Problems:
1. In the post on Nova Scotia drinking history, which room holds the book about drinking in Nova Scotia?
2. Please carry on the post on Nova Scotia drinking history, picking up after its final sentence.

Excerpted passage:
A Punishing Beverage

You know those people who only read one book at a time? I’m not one of them. At the moment I have two novels (one noir detective, one hard SF) on the go in my reading room, a collection of short stories (“M. R. James by way of Lovecraft”) in the bedroom, two books of poetry and political tract in my office, etc.

I also have a book about the history of drinking in Nova Scotia on the go in the downstairs bathroom. Social history of alcohol has been of particular interest to me since I read one particular book a couple of years ago, and I always like the “local interest” stuff.

The largest portion of the book is dedicated to rum, that being the traditional tipple of the Maritimes–and actually the book shows an additional reason for thatThe book cites a report from a Colonel Vetch at the Annapolis garrison to the British Lord Treasurer in 1711: “All provisions are very dear, particularly Rum, which must be instead of Beer, which the Severity of the winter freezes in that cold country.” beyond a port city’s obvious naval connections. And, of course, the history of rum-running and interactions with Prohibition are fiercely interesting.

Other large sections are dedicated to whiskey and beer (particularly the Keith family), and smaller ones to wine (and the Dial family) and other beverages.

Rows:
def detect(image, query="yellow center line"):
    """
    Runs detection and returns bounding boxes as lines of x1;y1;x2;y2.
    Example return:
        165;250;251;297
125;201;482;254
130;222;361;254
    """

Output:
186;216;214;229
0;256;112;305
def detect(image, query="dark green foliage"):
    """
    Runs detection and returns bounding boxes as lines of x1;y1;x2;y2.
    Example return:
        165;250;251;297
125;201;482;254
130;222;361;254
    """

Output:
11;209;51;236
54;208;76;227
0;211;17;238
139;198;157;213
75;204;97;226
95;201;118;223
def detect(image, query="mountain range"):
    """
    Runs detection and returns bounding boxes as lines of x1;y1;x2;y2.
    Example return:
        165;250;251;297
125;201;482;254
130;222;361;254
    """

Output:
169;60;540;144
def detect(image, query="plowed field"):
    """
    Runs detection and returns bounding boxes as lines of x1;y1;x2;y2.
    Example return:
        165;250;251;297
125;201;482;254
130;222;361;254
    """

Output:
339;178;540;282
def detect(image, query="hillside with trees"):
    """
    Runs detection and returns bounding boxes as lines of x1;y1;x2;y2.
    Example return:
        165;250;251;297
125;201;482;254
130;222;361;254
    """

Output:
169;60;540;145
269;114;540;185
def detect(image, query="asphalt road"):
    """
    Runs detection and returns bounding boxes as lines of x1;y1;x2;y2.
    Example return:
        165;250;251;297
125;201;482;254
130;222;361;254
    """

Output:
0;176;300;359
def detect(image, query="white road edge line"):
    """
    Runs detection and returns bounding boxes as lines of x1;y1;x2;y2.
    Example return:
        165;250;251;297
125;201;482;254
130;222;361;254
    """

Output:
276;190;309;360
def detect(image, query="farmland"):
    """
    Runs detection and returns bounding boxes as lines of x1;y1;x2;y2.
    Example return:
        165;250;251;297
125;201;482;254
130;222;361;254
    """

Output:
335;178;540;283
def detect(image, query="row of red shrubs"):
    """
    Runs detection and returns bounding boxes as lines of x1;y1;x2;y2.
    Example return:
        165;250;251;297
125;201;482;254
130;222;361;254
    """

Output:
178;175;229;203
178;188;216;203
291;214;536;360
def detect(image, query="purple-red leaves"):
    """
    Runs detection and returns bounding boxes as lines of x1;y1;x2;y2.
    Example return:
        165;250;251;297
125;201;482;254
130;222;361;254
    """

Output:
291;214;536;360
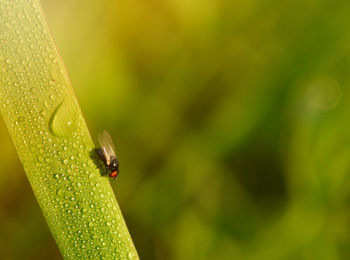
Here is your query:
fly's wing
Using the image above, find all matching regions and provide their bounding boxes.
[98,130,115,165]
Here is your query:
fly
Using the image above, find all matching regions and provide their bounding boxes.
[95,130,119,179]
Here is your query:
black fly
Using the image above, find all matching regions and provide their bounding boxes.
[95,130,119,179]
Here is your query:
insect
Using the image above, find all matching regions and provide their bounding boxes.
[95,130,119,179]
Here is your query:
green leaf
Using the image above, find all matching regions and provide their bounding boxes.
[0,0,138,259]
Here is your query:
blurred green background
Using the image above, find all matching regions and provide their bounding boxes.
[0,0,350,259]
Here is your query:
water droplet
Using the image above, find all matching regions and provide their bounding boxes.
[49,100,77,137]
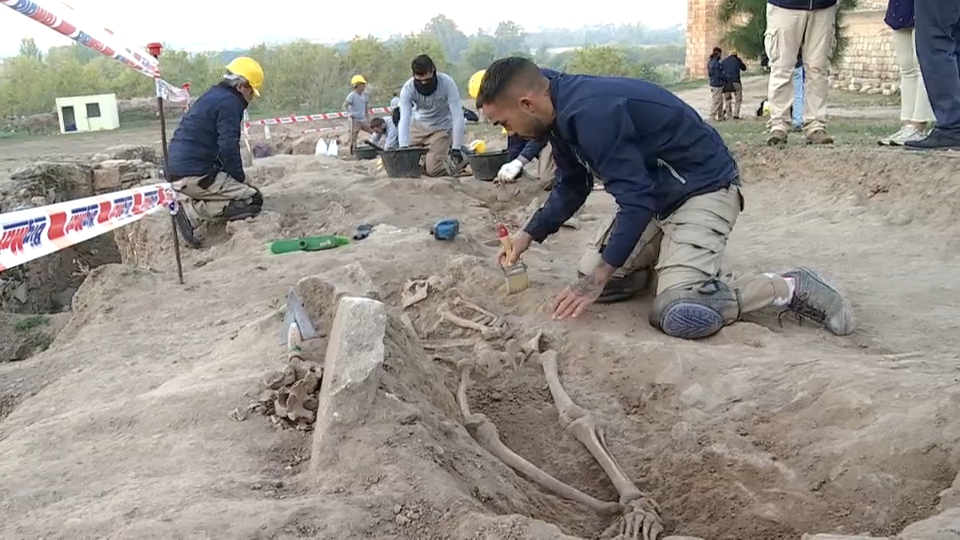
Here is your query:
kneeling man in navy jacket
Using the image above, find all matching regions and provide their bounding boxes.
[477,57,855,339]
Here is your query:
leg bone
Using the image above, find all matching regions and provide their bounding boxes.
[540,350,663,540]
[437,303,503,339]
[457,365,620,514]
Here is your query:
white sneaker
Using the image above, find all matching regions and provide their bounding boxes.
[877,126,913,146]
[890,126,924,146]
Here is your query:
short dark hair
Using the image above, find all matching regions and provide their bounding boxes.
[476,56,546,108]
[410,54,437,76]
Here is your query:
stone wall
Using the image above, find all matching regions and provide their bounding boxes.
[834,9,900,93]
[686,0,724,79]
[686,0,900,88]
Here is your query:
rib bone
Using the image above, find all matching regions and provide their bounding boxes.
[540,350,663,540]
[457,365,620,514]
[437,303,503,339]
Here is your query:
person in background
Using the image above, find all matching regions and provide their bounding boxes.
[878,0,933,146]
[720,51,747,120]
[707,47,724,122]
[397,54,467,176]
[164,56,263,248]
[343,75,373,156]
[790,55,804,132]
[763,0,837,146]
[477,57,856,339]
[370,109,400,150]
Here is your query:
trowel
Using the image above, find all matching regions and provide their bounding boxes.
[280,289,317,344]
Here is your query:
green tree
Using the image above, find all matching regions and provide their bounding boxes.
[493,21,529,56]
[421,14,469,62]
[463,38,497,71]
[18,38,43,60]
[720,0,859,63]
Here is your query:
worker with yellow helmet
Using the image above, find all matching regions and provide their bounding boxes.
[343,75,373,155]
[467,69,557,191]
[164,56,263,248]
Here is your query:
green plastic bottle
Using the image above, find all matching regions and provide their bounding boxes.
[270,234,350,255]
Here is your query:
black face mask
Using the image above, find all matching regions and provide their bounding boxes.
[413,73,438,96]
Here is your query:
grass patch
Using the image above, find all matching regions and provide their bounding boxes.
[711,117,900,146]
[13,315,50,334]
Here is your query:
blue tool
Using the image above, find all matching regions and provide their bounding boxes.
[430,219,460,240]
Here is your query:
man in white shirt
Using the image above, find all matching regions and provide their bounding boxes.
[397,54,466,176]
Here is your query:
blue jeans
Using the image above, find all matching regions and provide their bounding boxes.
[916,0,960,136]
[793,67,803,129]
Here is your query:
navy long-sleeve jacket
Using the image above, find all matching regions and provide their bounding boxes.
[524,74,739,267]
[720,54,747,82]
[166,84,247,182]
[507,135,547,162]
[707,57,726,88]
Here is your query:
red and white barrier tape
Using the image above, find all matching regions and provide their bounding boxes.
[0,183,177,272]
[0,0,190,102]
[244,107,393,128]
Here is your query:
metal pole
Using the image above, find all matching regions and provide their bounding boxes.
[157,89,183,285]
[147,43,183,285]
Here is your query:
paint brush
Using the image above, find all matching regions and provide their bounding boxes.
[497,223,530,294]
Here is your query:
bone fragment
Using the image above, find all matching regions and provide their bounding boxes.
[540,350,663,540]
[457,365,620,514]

Task responses:
1. The downstairs bathroom.

2.
One thing that caught my eye though, was the discussion of “spruce beer” and its long history in Nova Scotia. I’m a bit of an experimenter with beer, and I’ve been known to try some “heritage” recipes–things like Fraoch Heather Ale from Scotland or Dogfish Head’s beer made from Iron Age recipes–but “spruce beer” was a new one on me.

Well, it turns out that early settlers were making beer out of pretty much anything they could throw in a bucket of water:

Settlers know that when certain common substances immersed in warm water in “just the right proportion” are left to their own devices long enough alcohol will be manufactured.

The results: ale; malt beer; hop beer; bee’s beer—like mead, which also uses fermented honey; buck beer—”North Shore Champagne”—strong brew, like a bock beer; spruce beer.

I’ve actually tried all of those except spruce beer, so my curiosity was piqued.

In eighteenth century Nova Scotia’s culture of drinking, spruce beer drove the dances of rural farmers and strived to numb (or cheer up) the brutish lives of garrison soldiers. A punishing beverage, spruce beer was brewed from a recipe comprised of spruce tips, or spruce shoots, mixed with hops, yeast, water, and (a small mercy) molasses.

“A punishing beverage”? 18th century brewing techniques couldn’t have made it as strong as today’s high alcohol beers, so the “punishing” there must be a reference to the next morning, right? If the congeners in red wine can produce a headache, imagine what might come out of that kind of brew?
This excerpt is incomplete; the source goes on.